> [Exercise details]:
Go through the entries below and collect each line with the string "query" in it.

※

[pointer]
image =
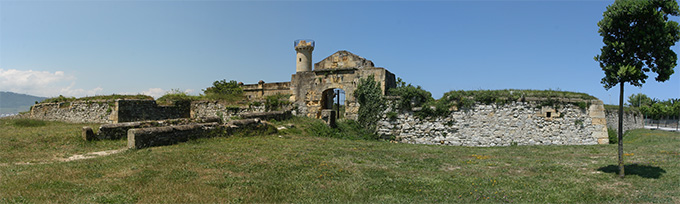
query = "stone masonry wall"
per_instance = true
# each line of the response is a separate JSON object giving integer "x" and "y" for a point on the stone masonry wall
{"x": 140, "y": 110}
{"x": 108, "y": 111}
{"x": 205, "y": 109}
{"x": 520, "y": 123}
{"x": 631, "y": 120}
{"x": 75, "y": 112}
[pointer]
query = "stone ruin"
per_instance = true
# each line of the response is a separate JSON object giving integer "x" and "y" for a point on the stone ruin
{"x": 144, "y": 123}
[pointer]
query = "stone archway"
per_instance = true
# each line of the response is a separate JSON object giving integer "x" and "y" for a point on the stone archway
{"x": 334, "y": 99}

※

> [Expected output]:
query = "stone masonry wall"
query = "stone ruin"
query = "stone archway"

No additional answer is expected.